Les faibles niveaux d’entrées en contrats d’apprentissage et de professionnalisation préoccupent les pouvoirs publics. De grandes entreprises ouvrent un peu plus leurs portes aux moins de 25 ans.
Le gouvernement a besoin de capitaliser, dès septembre, sur les mesures annoncées au printemps pour relancer l’emploi des jeunes, alors que près de 730 000 sorties de formation initiale sont prévues cette année. Car les indicateurs de l’activité des jeunes sont préoccupants : à la fin du premier trimestre 2009, les moins de 25 ans étaient 600 000 inscrits à Pôle emploi (dans les trois catégories A, B et C), soit + 24,5 % en un an. Dans le même temps, le flux de l’alternance s’est tari. De janvier à avril 2009, la Direction de l’animation de la recherche, des études et des statistiques (Dares, ministère du Travail) a enregistré 58 922 entrées en contrat d’apprentissage et 27 235 en contrat de professionnalisation. Elles ont diminué, respectivement, de 25 % et de 62 % par rapport à la même période en 2008.
“Quotas alternance”
Recevant à l’Elysée, le 15 juillet, une cinquantaine de chefs de grandes entreprises et d’organisations professionnelles qui ont souscrit à l’objectif national de 500 000 contrats d’alternance d’ici à juin 2010, Nicolas Sarkozy a salué leur « comportement exemplaire », observant qu’ils s’étaient engagés pour plus de 100 000 jeunes dans leurs effectifs, soit « 24 000 de plus que prévu à la fin 2008 ». « Si toutes les entreprises du pays suivaient votre exemple, a ajouté le chef de l’Etat, c’est 140 000 contrats supplémentaires que nous pourrions offrir aux jeunes. » Or, toutes ne sont pas assujetties, comme les grandes entreprises, à un “quota alternance” voulu par la loi sur l’égalité des chances du 31 mars 2006. Depuis 2007, les entreprises de plus de 250 salariés qui ne l’atteignent pas voient le taux de leur taxe d’apprentissage relevé de 0,5 % à 0,6 % de la masse salariale. En 2007, ce surcoût de 20 % leur a été appliqué si elles totalisaient moins de 1 % d’alternants (contrats pro et apprentis) parmi leurs effectifs. Ce seuil est passé à 2 % en 2008. Puis à 3 %, en 2009.

....................

Consignes ▸
1: D'après l'article sur l'alternance, pourquoi le gouvernement doit-il capitaliser dès septembre sur les mesures du printemps en faveur de l'emploi des jeunes ? Répondez en une à trois phrases.
2: Dans l'article sur l'alternance, quelle part d'alternants les entreprises de plus de 250 salariés doivent-elles atteindre en 2009 pour éviter la hausse de leur taxe d'apprentissage ?
3: Poursuivez l'article sur l'alternance des jeunes à partir de sa dernière phrase.

Éléments de données
....................

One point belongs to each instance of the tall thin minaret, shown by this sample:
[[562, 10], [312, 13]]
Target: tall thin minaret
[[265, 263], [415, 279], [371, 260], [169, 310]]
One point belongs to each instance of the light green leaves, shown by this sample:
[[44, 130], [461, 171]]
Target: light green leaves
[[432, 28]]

....................

Réponses attendues ▸
1: Les indicateurs de l'activité des jeunes sont préoccupants. Fin du premier trimestre 2009, 600 000 moins de 25 ans étaient inscrits à Pôle emploi, soit + 24,5 % en un an, et les entrées en alternance ont fortement baissé. Près de 730 000 sorties de formation initiale sont en outre prévues cette année.

2: 3 % de leurs effectifs.

3:
Dans un contexte de baisse d’effectifs et d’activité
La combinaison de cette taxe avec la “carotte” des aides à l’embauche les pousse donc à agir. Reste à savoir comment, dans un contexte de baisse d’effectifs et d’activité. Le premier employeur de France, La Poste (260 000 salariés), a, pour sa part, prévu un minimum de 2 000 contrats en alternance en 2009. Soit un niveau proche de celui de 2008, alors que l’entreprise n’effectuera qu’un remplacement pour trois départs à la retraite, contre six pour dix auparavant. « Les contrats d’alternance procèdent d’une logique de mise à l’emploi, affirme une porte-parole. Ils prennent une part importante dans nos 4 000 à 5 000 recrutements attendus. » L’idée est d’en réaliser 60 % en apprentissage et 40 % en contrat de professionnalisation. Le volume se partagera entre des postes de facteur (environ 1 200), dont beaucoup en région parisienne, de conseiller financier (400) et de guichetier de niveau bac (200). Le reste sera ventilé dans les métiers techniques et d’encadrement opérationnel.
Logique d'embellie pour PSA
Chez PSA, on veut croire à une « logique d’embellie », grâce à la prime à la casse dont la direction espère le maintien à la fin de l’année. Le groupe n’a plus eu à recourir au chômage partiel comme durant le dernier trimestre 2008 et le premier trimestre 2009. Quant à son plan de départs de 3 550 personnes, il a été réalisé pour environ 2 600 salariés. « L’emploi reste pérenne pour la majorité de l’effectif, commente-t-on à la direction. Il faut aussi penser à l’avenir et préparer les compétences dont l’entreprise aura besoin demain. » Le groupe va accueillir 7 300 jeunes en insertion professionnelle d’ici à l’été 2010, dont 2 000 contrats d’apprentissage ; 2 100 contrats de professionnalisation ; 3 000 stagiaires et 200 volontaires internationaux en entreprise. Soit, globalement, 30 % de plus qu’en 2008. « C’est un gros effort, dit-on encore à la direction, sachant que nous accueillons, d’habitude, près de 4 000 personnes sur ces différents dispositifs. »
Implication des seniors dans le tutorat
Le programme comprend un volet de professionnalisation pour les jeunes faiblement qualifiés (150 heures minimum de formation débouchant sur un CQPM), sur des métiers d’opérateurs de systèmes industriels. Il relancera aussi l’implication des salariés seniors dans des fonctions de tutorat ou de parrainage, afin de « favoriser la transmission des savoirs et l’intégration humaine dans l’entreprise ».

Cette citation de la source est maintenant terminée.